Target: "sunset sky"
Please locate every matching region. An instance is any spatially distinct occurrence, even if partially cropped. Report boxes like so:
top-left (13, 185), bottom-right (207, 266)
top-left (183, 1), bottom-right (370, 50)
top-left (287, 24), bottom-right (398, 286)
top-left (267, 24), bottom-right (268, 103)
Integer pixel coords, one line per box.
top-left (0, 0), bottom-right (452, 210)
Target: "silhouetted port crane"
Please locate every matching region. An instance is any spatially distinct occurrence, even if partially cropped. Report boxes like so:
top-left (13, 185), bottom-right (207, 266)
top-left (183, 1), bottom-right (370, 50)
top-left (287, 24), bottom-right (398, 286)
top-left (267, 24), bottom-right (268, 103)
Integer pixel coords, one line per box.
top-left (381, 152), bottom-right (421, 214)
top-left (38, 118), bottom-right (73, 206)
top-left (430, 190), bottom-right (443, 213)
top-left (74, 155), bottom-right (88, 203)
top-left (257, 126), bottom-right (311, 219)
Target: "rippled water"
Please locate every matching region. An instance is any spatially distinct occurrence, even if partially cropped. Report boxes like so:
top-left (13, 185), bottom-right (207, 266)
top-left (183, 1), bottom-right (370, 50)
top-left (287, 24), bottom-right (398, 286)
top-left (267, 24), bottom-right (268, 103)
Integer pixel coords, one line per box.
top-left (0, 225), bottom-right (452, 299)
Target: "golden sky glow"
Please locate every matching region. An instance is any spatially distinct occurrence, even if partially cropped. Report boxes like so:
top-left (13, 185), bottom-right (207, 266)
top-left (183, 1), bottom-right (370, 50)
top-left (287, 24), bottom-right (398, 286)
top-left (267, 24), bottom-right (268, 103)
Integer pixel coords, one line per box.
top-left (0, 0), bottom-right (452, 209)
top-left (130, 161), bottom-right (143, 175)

What needs to be done: Rewrite the whole listing above, requests included, scaling every box coordinate in the answers by 2.2 and rounding each to a whole number, with halves rounded up. Leave the numbers in the requests and their sample boxes as they are.

Problem solution:
Target: "sunset sky"
Please locate every matching region. An instance is any spatially distinct occurrence, even if partially cropped. Report boxes like so:
top-left (13, 185), bottom-right (207, 266)
top-left (183, 1), bottom-right (370, 50)
top-left (287, 24), bottom-right (398, 286)
top-left (267, 24), bottom-right (268, 103)
Integer pixel coords, one line per box.
top-left (0, 0), bottom-right (994, 462)
Target: "silhouetted port crane"
Please locate every matching region. An instance is any spatially distinct occurrence, even if partially cropped. Report boxes like so:
top-left (13, 185), bottom-right (207, 266)
top-left (183, 1), bottom-right (370, 50)
top-left (287, 24), bottom-right (398, 286)
top-left (267, 24), bottom-right (268, 103)
Integer pixel coords, one line per box.
top-left (838, 334), bottom-right (926, 471)
top-left (84, 260), bottom-right (161, 453)
top-left (946, 418), bottom-right (975, 469)
top-left (163, 341), bottom-right (194, 447)
top-left (565, 277), bottom-right (684, 482)
Target: "rippled water"
Please locate every matching region. An instance is any spatially distinct occurrence, even if partially cropped. Report boxes like so:
top-left (13, 185), bottom-right (207, 266)
top-left (183, 1), bottom-right (370, 50)
top-left (287, 24), bottom-right (398, 286)
top-left (267, 24), bottom-right (268, 103)
Integer pixel coords, one line per box.
top-left (0, 495), bottom-right (994, 658)
Target: "golden sky glow"
Please locate every matching region. An instance is any spatially distinct occurrence, even if partially cropped. Report boxes like so:
top-left (13, 185), bottom-right (207, 266)
top-left (183, 1), bottom-right (370, 50)
top-left (287, 24), bottom-right (398, 286)
top-left (267, 24), bottom-right (268, 103)
Integer pixel coords, one line per box.
top-left (0, 0), bottom-right (994, 460)
top-left (286, 354), bottom-right (315, 385)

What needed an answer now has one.